>> start Materials provided

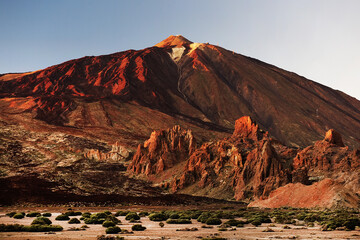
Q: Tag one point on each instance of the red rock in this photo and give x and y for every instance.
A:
(163, 150)
(334, 137)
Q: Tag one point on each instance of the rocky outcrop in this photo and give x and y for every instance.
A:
(163, 150)
(334, 137)
(245, 164)
(117, 153)
(326, 157)
(326, 193)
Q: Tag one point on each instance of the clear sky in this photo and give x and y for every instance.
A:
(318, 39)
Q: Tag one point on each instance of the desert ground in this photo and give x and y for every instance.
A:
(168, 231)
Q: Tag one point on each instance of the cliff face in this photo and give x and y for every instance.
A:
(249, 165)
(163, 150)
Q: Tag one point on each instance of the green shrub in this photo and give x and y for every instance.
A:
(213, 221)
(143, 214)
(178, 221)
(41, 221)
(107, 212)
(113, 219)
(72, 213)
(10, 214)
(121, 213)
(204, 217)
(42, 228)
(86, 215)
(31, 228)
(103, 237)
(100, 215)
(132, 215)
(138, 227)
(174, 216)
(74, 221)
(108, 224)
(94, 220)
(256, 222)
(18, 216)
(214, 238)
(33, 214)
(113, 230)
(157, 217)
(234, 223)
(11, 228)
(62, 217)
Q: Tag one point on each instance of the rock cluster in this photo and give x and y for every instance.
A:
(247, 165)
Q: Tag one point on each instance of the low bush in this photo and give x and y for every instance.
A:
(18, 216)
(108, 224)
(86, 215)
(103, 237)
(234, 223)
(33, 214)
(121, 213)
(113, 230)
(138, 227)
(31, 228)
(42, 228)
(41, 221)
(72, 213)
(74, 221)
(213, 221)
(178, 221)
(62, 217)
(256, 222)
(108, 212)
(174, 216)
(143, 214)
(10, 214)
(132, 215)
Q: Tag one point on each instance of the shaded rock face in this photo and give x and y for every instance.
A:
(117, 153)
(203, 85)
(242, 166)
(246, 162)
(162, 151)
(334, 137)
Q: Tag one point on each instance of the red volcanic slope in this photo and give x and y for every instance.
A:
(250, 166)
(196, 84)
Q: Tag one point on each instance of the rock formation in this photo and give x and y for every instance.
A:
(163, 150)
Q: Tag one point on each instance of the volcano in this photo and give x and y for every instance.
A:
(94, 111)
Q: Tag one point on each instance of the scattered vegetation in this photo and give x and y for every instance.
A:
(33, 214)
(132, 215)
(19, 215)
(41, 221)
(62, 217)
(74, 221)
(138, 227)
(31, 228)
(103, 237)
(108, 224)
(178, 221)
(113, 230)
(46, 214)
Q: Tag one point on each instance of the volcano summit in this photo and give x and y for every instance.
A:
(69, 125)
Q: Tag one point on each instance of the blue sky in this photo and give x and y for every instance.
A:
(318, 39)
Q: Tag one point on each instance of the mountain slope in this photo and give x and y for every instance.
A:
(201, 84)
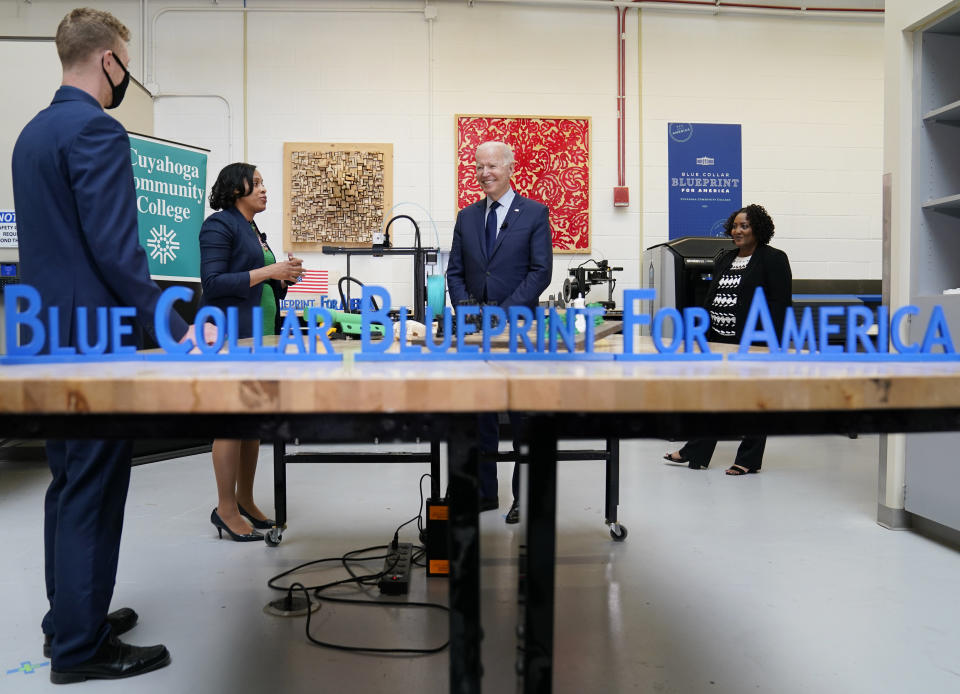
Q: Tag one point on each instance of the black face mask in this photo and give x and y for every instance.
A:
(118, 90)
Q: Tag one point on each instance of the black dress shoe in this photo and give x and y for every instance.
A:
(218, 523)
(121, 621)
(114, 660)
(264, 524)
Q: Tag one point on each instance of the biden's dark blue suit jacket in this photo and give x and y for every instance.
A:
(76, 212)
(520, 267)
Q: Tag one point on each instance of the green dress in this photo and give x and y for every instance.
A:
(268, 300)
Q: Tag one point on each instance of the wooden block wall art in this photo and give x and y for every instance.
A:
(336, 194)
(552, 166)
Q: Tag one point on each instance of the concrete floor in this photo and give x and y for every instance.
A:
(779, 582)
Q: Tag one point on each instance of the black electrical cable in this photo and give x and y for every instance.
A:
(361, 581)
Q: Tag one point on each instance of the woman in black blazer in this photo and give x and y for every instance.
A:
(238, 269)
(737, 275)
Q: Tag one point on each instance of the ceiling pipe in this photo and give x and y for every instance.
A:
(712, 6)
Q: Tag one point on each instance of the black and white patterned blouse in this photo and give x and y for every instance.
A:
(723, 318)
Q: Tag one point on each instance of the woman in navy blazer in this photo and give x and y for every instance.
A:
(737, 275)
(238, 269)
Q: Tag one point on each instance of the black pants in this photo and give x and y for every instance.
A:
(749, 454)
(83, 518)
(488, 431)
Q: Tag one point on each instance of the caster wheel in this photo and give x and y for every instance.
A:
(618, 532)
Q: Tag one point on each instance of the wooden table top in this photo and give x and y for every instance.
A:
(466, 386)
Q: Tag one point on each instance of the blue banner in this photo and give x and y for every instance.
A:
(705, 169)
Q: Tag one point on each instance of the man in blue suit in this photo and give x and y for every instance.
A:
(76, 211)
(502, 253)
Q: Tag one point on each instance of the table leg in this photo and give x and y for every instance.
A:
(280, 482)
(613, 480)
(462, 473)
(541, 510)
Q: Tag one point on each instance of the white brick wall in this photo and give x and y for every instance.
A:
(808, 93)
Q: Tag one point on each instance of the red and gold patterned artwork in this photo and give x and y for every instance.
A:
(552, 166)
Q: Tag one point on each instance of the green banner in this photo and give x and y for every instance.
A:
(171, 180)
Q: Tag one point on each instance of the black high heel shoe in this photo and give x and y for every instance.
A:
(264, 524)
(221, 526)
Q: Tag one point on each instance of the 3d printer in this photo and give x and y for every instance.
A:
(583, 277)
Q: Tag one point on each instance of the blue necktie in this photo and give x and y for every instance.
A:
(491, 227)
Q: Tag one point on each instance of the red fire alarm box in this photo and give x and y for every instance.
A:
(621, 196)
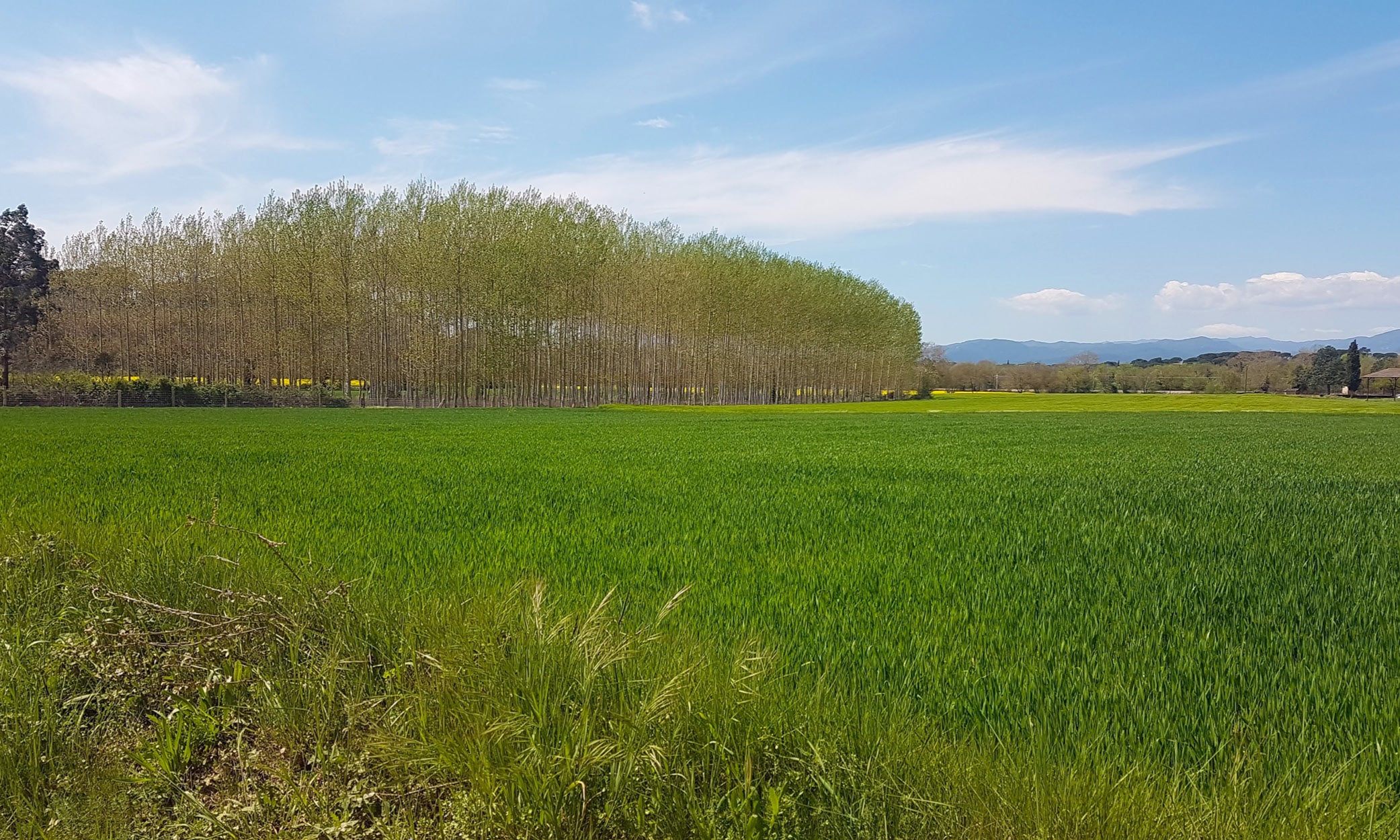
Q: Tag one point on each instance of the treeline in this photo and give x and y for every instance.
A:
(468, 296)
(1321, 373)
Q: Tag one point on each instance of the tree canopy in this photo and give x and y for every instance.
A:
(24, 282)
(466, 296)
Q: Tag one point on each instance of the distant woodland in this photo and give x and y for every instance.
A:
(464, 296)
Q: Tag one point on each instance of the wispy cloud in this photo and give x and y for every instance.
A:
(1284, 290)
(1326, 75)
(1228, 331)
(650, 14)
(416, 138)
(377, 10)
(1063, 301)
(808, 192)
(516, 86)
(143, 112)
(495, 133)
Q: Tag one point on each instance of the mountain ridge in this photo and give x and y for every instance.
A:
(1011, 351)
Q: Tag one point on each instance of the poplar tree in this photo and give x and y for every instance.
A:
(464, 297)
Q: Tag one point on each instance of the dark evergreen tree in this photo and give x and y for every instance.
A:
(1327, 370)
(24, 283)
(1354, 368)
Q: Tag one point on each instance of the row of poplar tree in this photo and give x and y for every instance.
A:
(470, 296)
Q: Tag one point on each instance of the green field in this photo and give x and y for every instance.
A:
(1200, 595)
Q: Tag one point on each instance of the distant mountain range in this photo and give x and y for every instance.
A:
(1004, 350)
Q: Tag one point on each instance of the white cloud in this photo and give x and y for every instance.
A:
(495, 133)
(650, 14)
(1286, 290)
(805, 192)
(1228, 331)
(1061, 301)
(516, 86)
(135, 114)
(377, 10)
(416, 138)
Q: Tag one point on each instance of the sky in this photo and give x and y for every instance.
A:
(1020, 170)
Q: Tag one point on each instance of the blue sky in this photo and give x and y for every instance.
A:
(1080, 171)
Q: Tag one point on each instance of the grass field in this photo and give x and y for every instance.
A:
(1196, 593)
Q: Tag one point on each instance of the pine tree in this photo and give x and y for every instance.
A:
(24, 283)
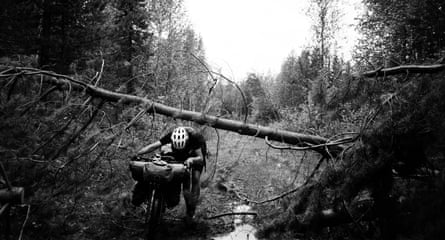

>> end Materials provided

▶ **Given request**: Reproduce all of the records above with each "Tag" switched to "Mark", keeping everything else unchanged. Leave the pictures out.

▶ **Task output**:
Q: Mark one point on each instance of the red rock in this photo and give x and y for every instance.
A:
(163, 150)
(334, 137)
Q: Mark one point on each instance of the rocky outcrop in this photo and give x and y for every instance.
A:
(163, 150)
(334, 137)
(245, 164)
(117, 153)
(326, 157)
(326, 193)
Q: Mark one point on each instance of the clear sky in this photo and give x and y for every instance.
A:
(318, 39)
Q: Mark one point on each instance of the desert ground in this photo and give x and y for every instance.
A:
(168, 231)
Q: Mark one point on each instance of the cliff face in this photo and give x and y for every instance.
A:
(249, 165)
(163, 150)
Q: Mark one point on each instance of the green shrub in this photo and give x and y for every instance.
A:
(213, 221)
(143, 214)
(178, 221)
(41, 221)
(107, 212)
(113, 219)
(72, 213)
(10, 214)
(121, 213)
(204, 217)
(42, 228)
(86, 215)
(31, 228)
(103, 237)
(100, 215)
(132, 215)
(138, 227)
(174, 216)
(74, 221)
(108, 224)
(94, 220)
(256, 222)
(18, 216)
(214, 238)
(33, 214)
(113, 230)
(157, 217)
(234, 223)
(11, 228)
(62, 217)
Q: Mark one point on each instance of the rock cluster in this photo and give x and y for every instance.
A:
(247, 165)
Q: Mark one point on each instance of the low bush in this photo and give x and y for every instance.
A:
(18, 216)
(108, 224)
(86, 215)
(103, 237)
(234, 223)
(33, 214)
(121, 213)
(113, 230)
(138, 227)
(31, 228)
(42, 228)
(41, 221)
(72, 213)
(74, 221)
(213, 221)
(178, 221)
(62, 217)
(256, 222)
(108, 212)
(174, 216)
(143, 214)
(10, 214)
(132, 215)
Q: Mark one point on each instance of the shaded rock face in this photo and give x and y for every instance.
A:
(117, 153)
(203, 85)
(242, 166)
(246, 162)
(162, 151)
(334, 137)
Q: Mark one point on each instance of the red volcanic slope in this photo and give x and y for every instance.
A:
(250, 166)
(196, 84)
Q: Mark one point on each instance of the rock formation in this photo and give x and y for every instance.
A:
(163, 150)
Q: Mark one point on each instance of the volcano in this photo and give x and y for every instance.
A:
(94, 111)
Q: Mark one point on each instance of the scattered vegetation in this photo and give x and y for every instance.
A:
(33, 214)
(132, 215)
(19, 215)
(41, 221)
(62, 217)
(74, 221)
(138, 227)
(31, 228)
(103, 237)
(108, 224)
(178, 221)
(113, 230)
(46, 214)
Q: Mark one point on each instance of the volcano summit in this photo and give x and y for every instance.
A:
(69, 125)
Q: Mark one point on each instance of the blue sky in this photo and give x and y for every instance.
A:
(318, 39)
Q: Mark one point on each instance of the mountain slope in this photo and give x and y for every instance.
A:
(201, 84)
Q: Mark one point on each instance of the black face mask in this photo and give x and y for every instance.
A:
(118, 90)
Q: Mark one point on each instance of the black dress shoe in this photo and give x and y for every instance.
A:
(218, 523)
(121, 621)
(114, 660)
(264, 524)
Q: Mark one point on each instance of the biden's dark blue suit jacket in this photo and give x and y for every instance.
A:
(76, 212)
(520, 267)
Q: Mark one point on each instance of the green dress in this photo and give x and y for every instance.
A:
(268, 300)
Q: Mark one point on each instance of the wooden block wall art in this photo and give x and y for every instance.
A:
(336, 194)
(552, 166)
Q: Mark one point on each instance of the concrete floor in this photo and give x and y for every instance.
A:
(779, 582)
Q: Mark one point on each instance of the black electrical cable in this photo and give x and y for every instance.
A:
(361, 581)
Q: Mark one point on each instance of the woman in black blazer in this photo and give x and y for every instance.
A:
(238, 269)
(737, 275)
Q: Mark one point on each instance of the ceiling pipe in this photo and give x and y for every instance.
A:
(712, 6)
Q: Mark one point on each instance of the black and white patterned blouse in this photo and give x and y for every instance.
A:
(723, 318)
Q: Mark one point on each instance of the woman in navy blazer in this photo and give x and y for every instance.
A:
(737, 275)
(238, 269)
Q: Mark one point on each instance of the black pants in this photo and give x and y for every instance.
A:
(749, 454)
(83, 518)
(488, 431)
Q: Mark one point on each instance of the caster wheel in this photo and give x and y for every instance.
A:
(618, 532)
Q: Mark one point on each instance of the wooden table top in this photo and give x and y for every instance.
A:
(466, 386)
Q: Mark one point on each instance of the blue banner in this photo and give x and y for every instance.
A:
(705, 169)
Q: Mark one point on each instance of the man in blue suit in this photo and give x and y for every instance.
A:
(76, 211)
(502, 253)
Q: Mark one point on each instance of the table leg in this photo and give x and y for every instance.
A:
(280, 482)
(613, 480)
(462, 473)
(541, 510)
Q: Mark one point on each instance of the white brick wall in this photo and give x and y for every instance.
A:
(808, 93)
Q: Mark one point on each instance of the red and gold patterned artwork in this photo and give x and y for every instance.
A:
(552, 166)
Q: Mark one point on each instance of the green banner in this photo and give x and y for every instance.
A:
(171, 180)
Q: Mark one point on each instance of the black high heel shoe in this photo and give x and y for every instance.
A:
(264, 524)
(221, 526)
Q: Mark one point on each instance of the 3d printer in this photo and give x and y for every instance.
A:
(583, 277)
Q: Mark one point on each instance of the blue necktie in this photo and give x and y for every instance.
A:
(491, 227)
Q: Mark one point on each instance of the red fire alarm box in this photo and give x and y for every instance.
A:
(621, 196)
Q: Mark one point on each instance of the treeline in this photo and give x and y for every instance.
A:
(468, 296)
(1321, 373)
Q: Mark one point on each instance of the tree canopy in this photo and give x and y for every instance.
A:
(24, 282)
(466, 296)
Q: Mark one point on each instance of the distant woodland in this photo and give x and y for every instance.
A:
(464, 296)
Q: Mark one point on each instance of the wispy cloud in this photo and give x and y for every instance.
A:
(1284, 290)
(1326, 75)
(1228, 331)
(650, 14)
(416, 138)
(377, 10)
(1063, 301)
(808, 192)
(516, 86)
(143, 112)
(495, 133)
Q: Mark one point on each instance of the mountain ridge in this photo and give x and y for every instance.
A:
(1011, 351)
Q: Mark one point on each instance of the poplar tree in this photo and give x and y for every instance.
A:
(464, 297)
Q: Mark one point on each instance of the dark evergreen tree in this photo and give x and y for every instance.
A:
(1327, 370)
(24, 283)
(1354, 368)
Q: Mark one point on each instance of the row of poplar tree in this photo and give x and y for every instance.
A:
(470, 296)
Q: Mark one point on each instance of the green field in this photo and give x and y for every instance.
A:
(1200, 595)
Q: Mark one point on each instance of the distant mountain range in this photo and give x and y for every instance.
A:
(1004, 350)
Q: Mark one point on each instance of the white cloud in this photo and give x and y for every instance.
A:
(495, 133)
(650, 14)
(1286, 290)
(805, 192)
(1228, 331)
(1061, 301)
(516, 86)
(135, 114)
(377, 10)
(416, 138)
Q: Mark one point on each instance of the sky in this photo and give x and y for every instance.
A:
(1020, 170)
Q: Mark one point on each instance of the blue sky in this photo and give x and y for every instance.
A:
(1080, 171)
Q: Mark one point on each instance of the grass field in this photo and give x and y for every instance.
A:
(1196, 593)
Q: Mark one point on each instance of the pine tree in this photo and give x and y for every instance.
A:
(24, 283)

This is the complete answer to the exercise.